Aim
Each line below must be set down exactly; omit any image you find.
-------- Information shown --------
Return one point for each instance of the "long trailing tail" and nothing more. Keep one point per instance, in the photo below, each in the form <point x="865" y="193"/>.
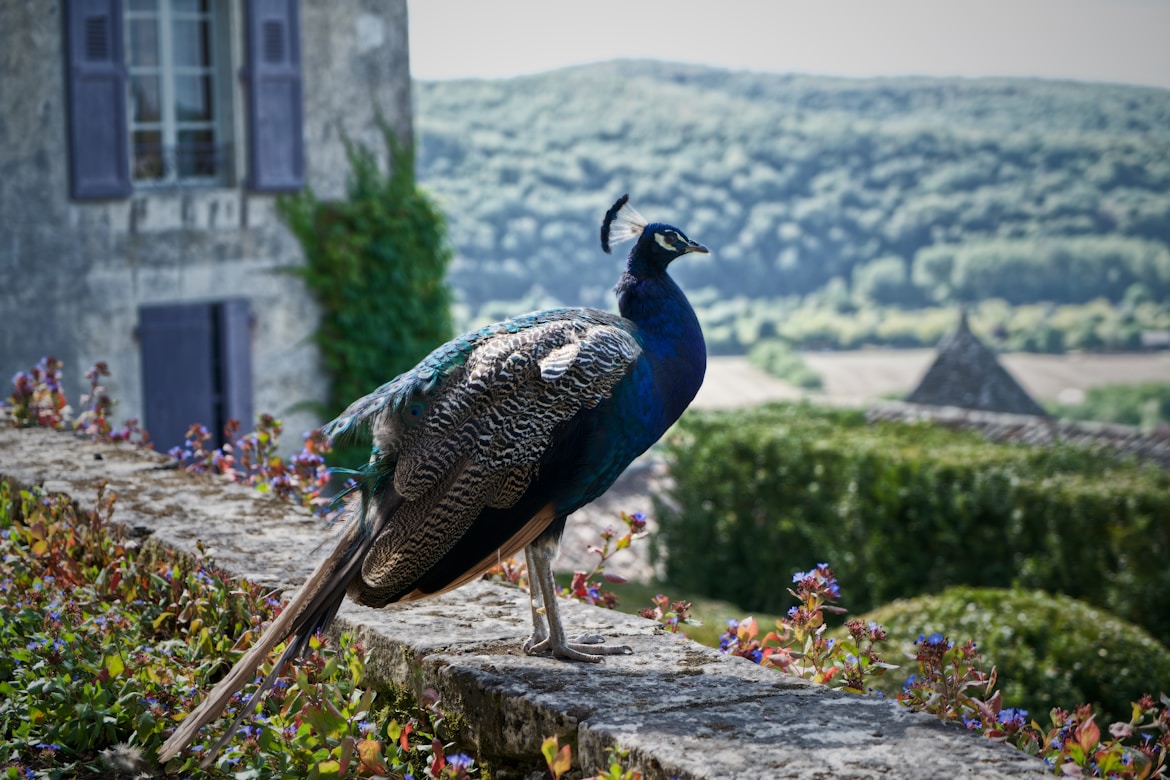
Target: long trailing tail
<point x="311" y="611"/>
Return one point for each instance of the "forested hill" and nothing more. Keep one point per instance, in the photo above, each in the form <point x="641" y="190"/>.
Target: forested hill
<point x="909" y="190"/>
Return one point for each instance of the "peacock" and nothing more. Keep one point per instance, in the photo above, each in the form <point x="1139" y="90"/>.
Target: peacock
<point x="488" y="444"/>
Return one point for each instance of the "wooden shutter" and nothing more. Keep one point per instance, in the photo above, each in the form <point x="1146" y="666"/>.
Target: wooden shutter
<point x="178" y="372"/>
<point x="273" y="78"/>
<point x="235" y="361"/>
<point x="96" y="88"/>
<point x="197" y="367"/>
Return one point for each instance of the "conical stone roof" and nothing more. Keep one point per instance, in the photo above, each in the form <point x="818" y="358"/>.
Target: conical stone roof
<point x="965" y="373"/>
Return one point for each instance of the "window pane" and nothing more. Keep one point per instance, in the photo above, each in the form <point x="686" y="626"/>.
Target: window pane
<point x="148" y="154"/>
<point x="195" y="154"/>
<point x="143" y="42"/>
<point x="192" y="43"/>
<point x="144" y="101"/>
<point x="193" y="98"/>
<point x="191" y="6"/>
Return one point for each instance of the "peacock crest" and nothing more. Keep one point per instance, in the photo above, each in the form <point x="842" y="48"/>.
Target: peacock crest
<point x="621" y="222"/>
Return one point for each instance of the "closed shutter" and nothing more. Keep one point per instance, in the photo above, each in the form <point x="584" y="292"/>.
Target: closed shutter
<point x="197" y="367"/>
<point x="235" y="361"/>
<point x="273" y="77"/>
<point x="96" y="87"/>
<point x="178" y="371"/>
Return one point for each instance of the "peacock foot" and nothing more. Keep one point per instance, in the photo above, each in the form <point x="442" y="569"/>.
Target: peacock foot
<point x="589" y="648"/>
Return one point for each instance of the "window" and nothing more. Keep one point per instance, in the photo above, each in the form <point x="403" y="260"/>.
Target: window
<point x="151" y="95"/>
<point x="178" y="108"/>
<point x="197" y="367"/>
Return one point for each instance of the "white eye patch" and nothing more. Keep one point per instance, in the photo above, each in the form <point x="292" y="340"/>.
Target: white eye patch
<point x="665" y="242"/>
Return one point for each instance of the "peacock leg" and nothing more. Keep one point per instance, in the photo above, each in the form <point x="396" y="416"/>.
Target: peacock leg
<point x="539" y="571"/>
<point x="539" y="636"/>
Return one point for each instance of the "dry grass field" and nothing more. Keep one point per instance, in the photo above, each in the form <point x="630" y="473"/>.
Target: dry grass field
--------
Final answer
Return one point for each instance of the "long trailing tail" and nothing more. Keep one point per instance, in the photo below, each in the form <point x="865" y="193"/>.
Target: long trailing tail
<point x="311" y="611"/>
Return one point for each instance of the "forested hill" and nothing more. Keep one point per instance, in the photo above, each in the form <point x="641" y="190"/>.
Target: forested hill
<point x="909" y="190"/>
Return one point for each instance of the "peacock" and nothing more. Keep one point per instance, in the photo above, each in the form <point x="1139" y="90"/>.
Target: peacock
<point x="488" y="444"/>
Return one point for each instance of the "wooden shutter" and nothing more. Keep one point per instance, in the photo above, each in the form <point x="1146" y="666"/>.
Target: wooden shutter
<point x="178" y="372"/>
<point x="273" y="78"/>
<point x="235" y="361"/>
<point x="96" y="88"/>
<point x="197" y="367"/>
Return one point for each instance of the "conical stone roof" and nothing more. Keep one point per instance, in the photo above, each in the form <point x="818" y="358"/>.
Target: conical stone roof
<point x="965" y="373"/>
Return one point for each instance of the "window pane" and nothing more. Keep one point per instance, in the photo above, each in the form <point x="686" y="626"/>.
Target: window pane
<point x="148" y="154"/>
<point x="195" y="154"/>
<point x="143" y="42"/>
<point x="192" y="43"/>
<point x="144" y="101"/>
<point x="193" y="98"/>
<point x="191" y="6"/>
Return one point for each instance of the "peacock crest" and nothing more. Keep one point per instance, in the photo above, each in the form <point x="842" y="48"/>.
Target: peacock crest
<point x="621" y="222"/>
Return one point for each instance of the "closed shutter" and nothing more. Keep one point per instance, in the photo above, each in the form <point x="584" y="292"/>.
Target: closed shutter
<point x="197" y="367"/>
<point x="235" y="361"/>
<point x="273" y="77"/>
<point x="96" y="87"/>
<point x="178" y="371"/>
Return one point for each instance of the "peacock foot" and nothing more. Keep one point per instance, in the photo above, each in the form <point x="442" y="569"/>.
Target: peacock foot
<point x="589" y="648"/>
Return one point for each instance of the "window" and nothing more. Keep one point per instance, in the photo above, each in the form <point x="403" y="260"/>.
Target: window
<point x="151" y="95"/>
<point x="178" y="108"/>
<point x="197" y="367"/>
Return one point for each instance of the "white eye patch" and nothing more. Keep one point per instance, in the photo above, each in the form <point x="292" y="340"/>.
Target: white eye patch
<point x="665" y="242"/>
Return one point for each instance of the "peacock leg" and nothing more. Keep one point per instance, in the photo above, each in the form <point x="396" y="416"/>.
Target: peacock leg
<point x="539" y="571"/>
<point x="539" y="636"/>
Return one point for each instance of the "dry grass field" and nothing more. Keep one point per instance, in the photo above, each in the form <point x="630" y="473"/>.
Target: dry grass field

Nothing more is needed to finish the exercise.